YOUR GOAL: Only the lines from the one containing "to the bare" through the end of the records should be retyped, exactly and including both ends; pictures stay out.

---+---

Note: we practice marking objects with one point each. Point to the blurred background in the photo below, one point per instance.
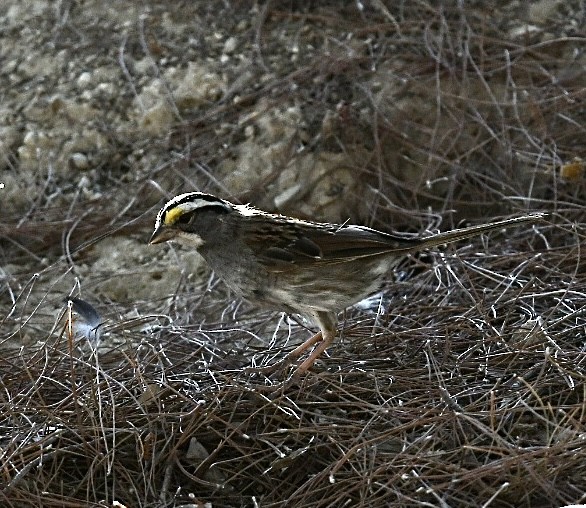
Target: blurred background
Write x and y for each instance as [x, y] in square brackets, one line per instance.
[409, 116]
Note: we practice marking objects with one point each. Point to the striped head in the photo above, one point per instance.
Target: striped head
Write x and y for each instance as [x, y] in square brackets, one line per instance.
[175, 221]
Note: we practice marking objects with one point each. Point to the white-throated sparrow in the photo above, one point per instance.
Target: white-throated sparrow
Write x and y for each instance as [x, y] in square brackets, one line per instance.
[303, 267]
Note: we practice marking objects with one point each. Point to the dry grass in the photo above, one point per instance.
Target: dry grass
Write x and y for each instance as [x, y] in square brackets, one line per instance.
[469, 390]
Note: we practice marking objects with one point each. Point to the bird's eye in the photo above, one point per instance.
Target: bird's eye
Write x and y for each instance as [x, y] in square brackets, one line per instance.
[186, 218]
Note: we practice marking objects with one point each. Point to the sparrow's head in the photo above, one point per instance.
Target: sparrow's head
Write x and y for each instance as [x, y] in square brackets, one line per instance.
[185, 216]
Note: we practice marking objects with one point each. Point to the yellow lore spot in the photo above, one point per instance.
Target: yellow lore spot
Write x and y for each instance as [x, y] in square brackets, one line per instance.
[172, 215]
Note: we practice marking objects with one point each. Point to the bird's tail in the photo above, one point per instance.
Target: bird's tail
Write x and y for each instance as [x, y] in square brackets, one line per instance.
[462, 233]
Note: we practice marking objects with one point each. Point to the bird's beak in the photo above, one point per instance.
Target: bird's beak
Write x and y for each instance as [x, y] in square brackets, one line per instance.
[161, 234]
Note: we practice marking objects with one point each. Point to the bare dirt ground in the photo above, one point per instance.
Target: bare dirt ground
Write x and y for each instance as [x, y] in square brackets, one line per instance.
[461, 384]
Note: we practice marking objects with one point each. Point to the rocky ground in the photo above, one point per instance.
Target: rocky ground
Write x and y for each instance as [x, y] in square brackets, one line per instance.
[408, 116]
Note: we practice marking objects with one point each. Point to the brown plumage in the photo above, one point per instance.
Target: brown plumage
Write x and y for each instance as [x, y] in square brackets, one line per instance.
[314, 269]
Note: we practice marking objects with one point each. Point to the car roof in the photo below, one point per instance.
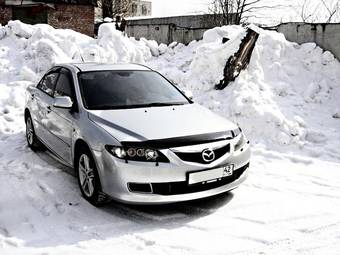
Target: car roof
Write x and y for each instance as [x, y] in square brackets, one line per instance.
[86, 67]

---+---

THE RESULT:
Note: we practice marking objects with one point each. Point to the bare dirt ground in the photo above, one point per instance.
Target: bare dirt ground
Write x and y for each instance as [x, y] in square brackets, one line per instance.
[461, 384]
Note: we practice marking objects with one point each. Point to the rocky ground in the photo above, one point per instance.
Target: rocky ground
Write x and y for each instance as [x, y] in square brackets, one line per instance.
[408, 116]
Note: we practice marking objects with one point each. Point to the brown plumage in the photo above, one point per instance.
Target: brown plumage
Write x and y for each instance as [x, y] in square brackets, one line per instance.
[314, 269]
Note: we practice marking objects with one point each. Point to the car roof in the photo below, one point per instance.
Target: car roof
Write x and y for each instance as [x, y] in square brackets, one line per instance.
[86, 67]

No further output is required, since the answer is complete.